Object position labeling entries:
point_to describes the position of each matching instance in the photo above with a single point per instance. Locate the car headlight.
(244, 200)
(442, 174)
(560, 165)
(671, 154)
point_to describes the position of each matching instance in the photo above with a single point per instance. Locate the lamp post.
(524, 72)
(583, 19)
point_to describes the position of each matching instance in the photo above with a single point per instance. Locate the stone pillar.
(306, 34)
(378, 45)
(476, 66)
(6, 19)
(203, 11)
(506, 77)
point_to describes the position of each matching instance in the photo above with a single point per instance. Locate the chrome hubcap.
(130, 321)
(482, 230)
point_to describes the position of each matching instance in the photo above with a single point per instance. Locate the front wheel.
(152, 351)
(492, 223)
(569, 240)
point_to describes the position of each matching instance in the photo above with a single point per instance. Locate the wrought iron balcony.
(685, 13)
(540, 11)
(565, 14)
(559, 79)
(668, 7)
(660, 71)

Objective:
Write the complete data out, exactly as above.

Written solution:
point_to describes the position of each matching instance in the photo above with a single point per instance. Locate the car headlight.
(244, 200)
(442, 174)
(560, 165)
(671, 154)
point_to describes the position of each matching instance in the photo above with a single point per instance. Locate the lamp post.
(524, 72)
(583, 19)
point_to describes the position of each matching instance in the photo above with a single point per instance. Locate the stone pillar.
(306, 34)
(378, 45)
(476, 66)
(6, 19)
(203, 11)
(506, 77)
point_to describes the position of each matching instance in the photo above with a single point per instance. Locate the chrome hubcap.
(130, 321)
(482, 230)
point_to describes the position of each matching instance in the photo above with a single point per instance. Locate the front wheel.
(152, 351)
(492, 223)
(569, 240)
point_to describes the position of each matching instance in the photo above with a single point per instance. Locate the wrought iron balcony.
(685, 13)
(540, 11)
(565, 14)
(559, 79)
(668, 7)
(660, 71)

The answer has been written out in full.